**YOUR INSTRUCTIONS:**
Repeat word for word the passage of the slender parsley-piert text that opens with the words containing "This name would" and closes with "the mid-20th century.".

**DOCUMENT SECTION:**
____

This name would have been used for both Aphanes arvensis and A. australis until the latter was recognised as distinct. That happened in 1908, when a review of four North American species of parsley-piert was undertaken by Per Axel Rydberg of the New York Botanic Garden. He described it from a specimen that had been collected in Washington, D.C., and said it could be found from Virginia to Georgia. Meanwhile, it had also been described from Spain as early as 1842 and named Alchemilla microcarpa, but was overlooked elsewhere in Europe until the mid-20th century.

The close relationship between Aphanes and Alchemilla has long been known. Parsley-piert was even called Alchemilla montana minima before Linnaeus's time. Recent studies have shown that the genus Alchemilla is polyphyletic, so either Aphanes has to be included within that genus, or several new genera need to be named. At present, botanical authors differ in which approach they take. The differences between the parsley-pierts and the lady's-mantles are that the former are annuals while the latter are perennials, and the flowers have a different arrangement of stamens.

The origin of the common name parsley-piert is unknown, but several suggestions have been made. One is that it is derived from parsley, owing to the similarity in shape of the leaves, and a corruption of "pierce", because it was formerly used to treat (or pierce) kidney stones. Another is that it comes from the French perce-pierre, meaning "stone-piercer" because of its habit of growing in shallow, stony soil.

==Distribution and status==
Slender parsley-piert occurs throughout Western Europe, excluding the Mediterranean islands and the former Czechoslovakia, as far east as Turkey and southwards to North Africa. Although its scientific name originates from an American study, it is now considered to be an introduction there, where it is found in the eastern states from New York to Texas and on the west coast from Vancouver Island to Oregon. It is also known as an introduction in Australia and New Zealand.

It has not yet been assessed for a global threat status, but in Britain and France it is classes as LC (Least Concern), meaning that there is no evidence of a decline.

==Habitat and ecology==
The Ellenberg values of slender parsley-piert in Britain are L=7, F=4, R=5, N=4, S=0, which means it favours moderate light, low moisture, slightly acidic conditions, low nutrients and is salt intolerant.

____

[Natural-language object grounding data]
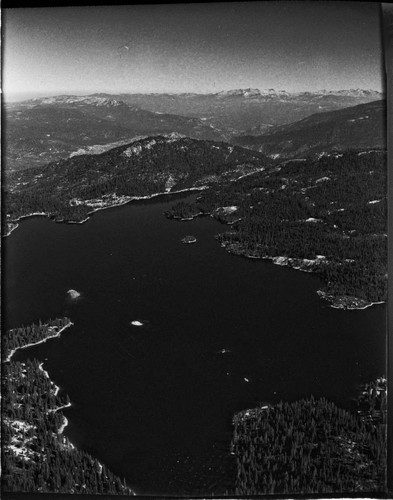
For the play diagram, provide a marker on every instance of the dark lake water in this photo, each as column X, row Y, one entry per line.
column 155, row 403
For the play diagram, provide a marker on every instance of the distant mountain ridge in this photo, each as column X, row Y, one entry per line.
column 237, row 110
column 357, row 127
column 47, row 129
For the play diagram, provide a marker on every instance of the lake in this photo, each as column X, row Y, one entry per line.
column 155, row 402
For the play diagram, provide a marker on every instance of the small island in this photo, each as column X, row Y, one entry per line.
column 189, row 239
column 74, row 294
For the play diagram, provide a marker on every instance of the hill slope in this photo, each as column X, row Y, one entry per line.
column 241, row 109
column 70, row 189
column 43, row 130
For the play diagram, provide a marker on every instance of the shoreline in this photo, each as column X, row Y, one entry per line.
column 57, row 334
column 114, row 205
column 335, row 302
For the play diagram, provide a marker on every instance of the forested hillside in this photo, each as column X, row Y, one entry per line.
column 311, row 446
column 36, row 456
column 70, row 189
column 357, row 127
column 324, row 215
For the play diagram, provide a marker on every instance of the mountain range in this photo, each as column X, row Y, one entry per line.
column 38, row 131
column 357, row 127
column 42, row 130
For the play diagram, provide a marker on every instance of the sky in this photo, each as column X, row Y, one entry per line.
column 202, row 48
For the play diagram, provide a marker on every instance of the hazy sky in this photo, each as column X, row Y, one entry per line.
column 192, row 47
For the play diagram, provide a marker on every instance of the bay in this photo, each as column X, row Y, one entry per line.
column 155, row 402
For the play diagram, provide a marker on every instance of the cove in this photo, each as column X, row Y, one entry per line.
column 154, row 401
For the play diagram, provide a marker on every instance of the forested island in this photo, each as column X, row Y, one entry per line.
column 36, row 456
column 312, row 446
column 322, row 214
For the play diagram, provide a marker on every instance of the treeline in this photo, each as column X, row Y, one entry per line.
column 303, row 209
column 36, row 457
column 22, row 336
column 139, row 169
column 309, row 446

____

**OUTPUT FOR THIS TASK:**
This name would have been used for both Aphanes arvensis and A. australis until the latter was recognised as distinct. That happened in 1908, when a review of four North American species of parsley-piert was undertaken by Per Axel Rydberg of the New York Botanic Garden. He described it from a specimen that had been collected in Washington, D.C., and said it could be found from Virginia to Georgia. Meanwhile, it had also been described from Spain as early as 1842 and named Alchemilla microcarpa, but was overlooked elsewhere in Europe until the mid-20th century.